__INSTRUCTIONS TO FOLLOW__. The response must consist of the lines below from the one with "[1237, 335]" through the one with "[1176, 425]", exactly as they appear and with both ends kept.

__DATA FOR PROCESSING__.
★ ★ ★ ★

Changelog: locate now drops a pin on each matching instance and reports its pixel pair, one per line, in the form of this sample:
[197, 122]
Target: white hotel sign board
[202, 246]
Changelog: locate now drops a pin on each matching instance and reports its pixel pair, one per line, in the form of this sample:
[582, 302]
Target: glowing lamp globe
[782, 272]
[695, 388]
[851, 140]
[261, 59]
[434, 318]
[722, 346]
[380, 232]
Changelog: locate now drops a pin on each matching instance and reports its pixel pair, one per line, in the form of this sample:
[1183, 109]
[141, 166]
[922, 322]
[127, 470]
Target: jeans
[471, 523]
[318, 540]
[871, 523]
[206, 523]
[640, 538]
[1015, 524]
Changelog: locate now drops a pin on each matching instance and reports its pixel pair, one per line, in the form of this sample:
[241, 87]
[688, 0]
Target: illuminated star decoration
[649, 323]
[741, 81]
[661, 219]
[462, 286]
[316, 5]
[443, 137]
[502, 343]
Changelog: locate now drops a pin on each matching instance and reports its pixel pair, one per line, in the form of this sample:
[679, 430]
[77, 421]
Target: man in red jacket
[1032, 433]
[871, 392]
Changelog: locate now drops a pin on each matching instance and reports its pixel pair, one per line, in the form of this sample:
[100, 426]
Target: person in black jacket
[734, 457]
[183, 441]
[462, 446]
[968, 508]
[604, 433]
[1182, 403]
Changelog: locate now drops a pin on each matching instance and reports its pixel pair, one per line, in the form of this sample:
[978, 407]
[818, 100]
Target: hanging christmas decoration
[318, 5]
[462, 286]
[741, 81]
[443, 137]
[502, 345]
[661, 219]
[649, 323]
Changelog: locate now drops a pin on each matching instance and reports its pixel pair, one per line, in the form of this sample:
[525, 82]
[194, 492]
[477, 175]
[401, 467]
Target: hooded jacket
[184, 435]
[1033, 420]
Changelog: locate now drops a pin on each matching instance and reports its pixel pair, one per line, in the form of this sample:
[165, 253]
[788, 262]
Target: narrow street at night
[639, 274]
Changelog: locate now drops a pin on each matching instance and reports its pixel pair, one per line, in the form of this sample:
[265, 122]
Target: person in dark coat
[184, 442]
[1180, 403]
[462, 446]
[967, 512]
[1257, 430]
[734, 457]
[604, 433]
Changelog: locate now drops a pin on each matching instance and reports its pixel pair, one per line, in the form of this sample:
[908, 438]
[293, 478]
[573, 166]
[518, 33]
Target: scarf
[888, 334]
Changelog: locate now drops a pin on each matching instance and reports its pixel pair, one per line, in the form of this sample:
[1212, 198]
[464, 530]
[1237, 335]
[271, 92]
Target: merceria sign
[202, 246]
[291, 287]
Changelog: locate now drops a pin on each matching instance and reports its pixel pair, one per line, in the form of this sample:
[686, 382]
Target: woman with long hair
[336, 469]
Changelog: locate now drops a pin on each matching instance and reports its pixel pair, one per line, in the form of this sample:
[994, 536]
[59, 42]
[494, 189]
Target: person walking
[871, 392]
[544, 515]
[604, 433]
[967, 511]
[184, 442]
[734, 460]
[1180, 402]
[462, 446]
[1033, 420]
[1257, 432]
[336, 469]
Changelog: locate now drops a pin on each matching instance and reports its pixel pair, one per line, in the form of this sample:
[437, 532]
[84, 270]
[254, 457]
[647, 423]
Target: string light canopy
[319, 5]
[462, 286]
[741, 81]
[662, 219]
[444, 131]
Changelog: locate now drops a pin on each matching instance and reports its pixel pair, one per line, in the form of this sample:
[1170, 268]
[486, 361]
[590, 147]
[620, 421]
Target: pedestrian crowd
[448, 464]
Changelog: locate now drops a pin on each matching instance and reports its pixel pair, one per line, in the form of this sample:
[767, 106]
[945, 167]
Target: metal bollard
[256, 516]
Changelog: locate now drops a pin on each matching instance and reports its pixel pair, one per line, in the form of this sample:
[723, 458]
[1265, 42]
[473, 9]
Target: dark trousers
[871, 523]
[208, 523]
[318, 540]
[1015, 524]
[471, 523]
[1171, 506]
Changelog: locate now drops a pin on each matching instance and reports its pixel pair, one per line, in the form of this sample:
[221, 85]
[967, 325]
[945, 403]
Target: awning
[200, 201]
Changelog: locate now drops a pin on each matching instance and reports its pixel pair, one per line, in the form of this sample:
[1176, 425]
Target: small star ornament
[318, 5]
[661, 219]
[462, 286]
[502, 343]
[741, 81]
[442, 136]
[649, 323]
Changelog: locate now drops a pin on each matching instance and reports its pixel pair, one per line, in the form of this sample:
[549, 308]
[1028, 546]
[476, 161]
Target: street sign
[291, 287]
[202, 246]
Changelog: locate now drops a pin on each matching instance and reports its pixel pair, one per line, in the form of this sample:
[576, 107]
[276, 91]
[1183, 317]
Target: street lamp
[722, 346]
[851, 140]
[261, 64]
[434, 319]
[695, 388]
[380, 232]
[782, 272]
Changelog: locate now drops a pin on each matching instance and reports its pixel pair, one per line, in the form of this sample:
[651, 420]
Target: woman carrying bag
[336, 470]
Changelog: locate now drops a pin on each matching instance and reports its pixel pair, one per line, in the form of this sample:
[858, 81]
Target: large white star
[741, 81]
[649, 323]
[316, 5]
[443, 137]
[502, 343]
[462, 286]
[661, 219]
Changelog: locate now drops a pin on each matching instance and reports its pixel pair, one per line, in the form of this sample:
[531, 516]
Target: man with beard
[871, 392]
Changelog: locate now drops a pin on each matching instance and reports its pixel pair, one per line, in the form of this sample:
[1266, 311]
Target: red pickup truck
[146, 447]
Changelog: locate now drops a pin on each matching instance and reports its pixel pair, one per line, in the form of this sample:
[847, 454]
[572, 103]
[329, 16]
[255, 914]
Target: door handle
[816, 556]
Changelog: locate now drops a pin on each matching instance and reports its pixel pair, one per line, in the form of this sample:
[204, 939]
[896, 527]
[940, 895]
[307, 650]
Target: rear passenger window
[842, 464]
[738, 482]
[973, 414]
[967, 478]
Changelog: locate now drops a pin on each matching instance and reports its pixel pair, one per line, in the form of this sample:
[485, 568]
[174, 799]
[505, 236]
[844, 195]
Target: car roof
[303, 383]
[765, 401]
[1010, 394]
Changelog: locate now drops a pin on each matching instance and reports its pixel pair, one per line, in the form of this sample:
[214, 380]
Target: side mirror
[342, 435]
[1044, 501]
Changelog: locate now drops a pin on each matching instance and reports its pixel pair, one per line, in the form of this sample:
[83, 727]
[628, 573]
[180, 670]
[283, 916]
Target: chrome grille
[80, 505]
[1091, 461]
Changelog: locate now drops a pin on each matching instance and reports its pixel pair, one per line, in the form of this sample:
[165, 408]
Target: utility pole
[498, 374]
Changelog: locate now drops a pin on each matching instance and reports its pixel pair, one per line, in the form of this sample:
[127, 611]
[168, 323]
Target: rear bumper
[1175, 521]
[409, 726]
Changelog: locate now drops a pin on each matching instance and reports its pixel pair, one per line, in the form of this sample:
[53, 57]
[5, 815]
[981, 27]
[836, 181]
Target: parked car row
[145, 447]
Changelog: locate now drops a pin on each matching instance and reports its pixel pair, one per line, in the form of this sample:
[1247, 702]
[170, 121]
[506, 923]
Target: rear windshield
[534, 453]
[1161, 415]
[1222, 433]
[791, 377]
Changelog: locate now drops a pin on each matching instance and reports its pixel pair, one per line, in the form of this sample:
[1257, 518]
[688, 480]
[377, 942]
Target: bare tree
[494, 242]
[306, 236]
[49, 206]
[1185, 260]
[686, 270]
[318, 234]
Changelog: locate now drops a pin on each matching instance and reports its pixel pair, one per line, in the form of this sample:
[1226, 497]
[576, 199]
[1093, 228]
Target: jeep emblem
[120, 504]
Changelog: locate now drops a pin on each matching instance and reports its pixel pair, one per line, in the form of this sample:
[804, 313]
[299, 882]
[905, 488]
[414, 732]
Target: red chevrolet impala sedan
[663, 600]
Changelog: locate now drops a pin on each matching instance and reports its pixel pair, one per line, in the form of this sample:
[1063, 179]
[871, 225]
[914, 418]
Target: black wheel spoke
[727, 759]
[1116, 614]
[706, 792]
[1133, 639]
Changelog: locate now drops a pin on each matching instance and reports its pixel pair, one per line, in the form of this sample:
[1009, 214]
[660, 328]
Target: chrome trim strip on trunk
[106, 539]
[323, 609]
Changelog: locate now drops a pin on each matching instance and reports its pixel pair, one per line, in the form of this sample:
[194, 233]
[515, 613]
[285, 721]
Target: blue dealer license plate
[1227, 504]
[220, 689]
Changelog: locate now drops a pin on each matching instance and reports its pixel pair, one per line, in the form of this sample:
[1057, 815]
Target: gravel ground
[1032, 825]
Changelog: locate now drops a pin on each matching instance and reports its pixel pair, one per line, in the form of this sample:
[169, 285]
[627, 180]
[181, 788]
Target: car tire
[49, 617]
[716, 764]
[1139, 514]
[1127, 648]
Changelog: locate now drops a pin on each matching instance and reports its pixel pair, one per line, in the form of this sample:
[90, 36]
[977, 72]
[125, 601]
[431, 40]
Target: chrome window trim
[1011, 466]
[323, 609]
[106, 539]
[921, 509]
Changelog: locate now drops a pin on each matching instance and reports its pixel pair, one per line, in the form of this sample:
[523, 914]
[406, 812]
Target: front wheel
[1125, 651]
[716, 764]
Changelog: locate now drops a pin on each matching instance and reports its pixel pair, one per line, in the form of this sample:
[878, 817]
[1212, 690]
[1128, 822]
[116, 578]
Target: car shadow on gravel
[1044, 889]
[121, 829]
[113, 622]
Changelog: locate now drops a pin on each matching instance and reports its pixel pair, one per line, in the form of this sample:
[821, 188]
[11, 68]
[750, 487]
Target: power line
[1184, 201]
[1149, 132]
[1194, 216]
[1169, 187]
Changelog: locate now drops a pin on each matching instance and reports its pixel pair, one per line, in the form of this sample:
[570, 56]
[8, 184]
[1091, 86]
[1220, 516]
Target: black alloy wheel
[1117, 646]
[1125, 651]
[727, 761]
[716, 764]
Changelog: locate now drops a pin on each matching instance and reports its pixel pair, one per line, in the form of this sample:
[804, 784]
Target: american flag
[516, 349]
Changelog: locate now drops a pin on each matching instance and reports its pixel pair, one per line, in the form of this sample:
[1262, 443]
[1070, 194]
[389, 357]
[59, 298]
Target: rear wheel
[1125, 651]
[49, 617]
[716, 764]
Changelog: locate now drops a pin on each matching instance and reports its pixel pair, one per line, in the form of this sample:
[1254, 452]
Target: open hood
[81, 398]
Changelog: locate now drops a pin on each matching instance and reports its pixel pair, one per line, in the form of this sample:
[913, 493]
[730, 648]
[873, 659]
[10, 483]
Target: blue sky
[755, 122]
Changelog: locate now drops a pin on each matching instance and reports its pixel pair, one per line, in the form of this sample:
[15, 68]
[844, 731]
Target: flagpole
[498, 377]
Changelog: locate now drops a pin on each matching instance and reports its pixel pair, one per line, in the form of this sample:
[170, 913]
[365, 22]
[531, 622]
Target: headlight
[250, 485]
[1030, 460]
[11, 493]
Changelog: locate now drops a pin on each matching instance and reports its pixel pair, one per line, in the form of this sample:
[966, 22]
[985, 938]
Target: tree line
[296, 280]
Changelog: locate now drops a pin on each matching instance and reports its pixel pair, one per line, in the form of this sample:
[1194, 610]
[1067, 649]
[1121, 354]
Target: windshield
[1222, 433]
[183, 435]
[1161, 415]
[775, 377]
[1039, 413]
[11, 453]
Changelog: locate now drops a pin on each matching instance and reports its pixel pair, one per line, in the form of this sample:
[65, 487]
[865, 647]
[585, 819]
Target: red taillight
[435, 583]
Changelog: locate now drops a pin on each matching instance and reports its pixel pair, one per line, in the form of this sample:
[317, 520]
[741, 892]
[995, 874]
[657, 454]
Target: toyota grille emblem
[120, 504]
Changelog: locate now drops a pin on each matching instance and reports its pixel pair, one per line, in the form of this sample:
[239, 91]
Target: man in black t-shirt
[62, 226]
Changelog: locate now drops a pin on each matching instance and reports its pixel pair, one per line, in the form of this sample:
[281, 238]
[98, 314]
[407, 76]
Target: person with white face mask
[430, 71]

★ ★ ★ ★

__EXERCISE OUTPUT__.
[1237, 335]
[271, 92]
Target: merceria sign
[202, 246]
[291, 287]
Changelog: locate now drops a pin on each matching instance and reports its pixel pair, one per line, in the form of this sample:
[686, 382]
Target: woman with long hair
[336, 469]
Changelog: locate now drops a pin on each matching instance and reports its pixel pair, one per line, in the form of this sample:
[994, 536]
[59, 42]
[494, 189]
Target: person walking
[871, 392]
[544, 515]
[604, 433]
[967, 511]
[184, 442]
[734, 460]
[1180, 402]
[462, 446]
[1033, 420]
[1257, 432]
[336, 469]
Changelog: locate now drops a pin on each matching instance and reports its pixel pair, one per line, in the form of this sample:
[437, 532]
[84, 270]
[254, 457]
[647, 423]
Target: string light canopy
[319, 5]
[462, 286]
[741, 81]
[662, 219]
[444, 131]
Changelog: locate now drops a pin on each matching instance and reports its pixel pair, one per line, in the form of this sample:
[1170, 268]
[486, 361]
[590, 147]
[620, 421]
Target: pedestrian crowd
[448, 464]
Changelog: locate now drops a pin on each matching instance and reports its pixel pair, one per line, in the form of this sample:
[767, 106]
[945, 167]
Target: metal bollard
[256, 516]
Changelog: locate now drops a pin on each matching instance and reports its pixel pair, one per line, in the form of this sample:
[723, 458]
[1265, 42]
[473, 9]
Target: dark trousers
[871, 523]
[208, 523]
[318, 540]
[1015, 524]
[471, 523]
[1171, 506]
Changelog: locate now drops a pin on each matching instance and reports its pixel pair, one per line, in the form of this sample:
[221, 85]
[967, 325]
[945, 403]
Target: awning
[200, 201]
Changelog: locate now drops a pin on each matching instance and reports its pixel pair, one per line, in the form of this sample:
[1176, 425]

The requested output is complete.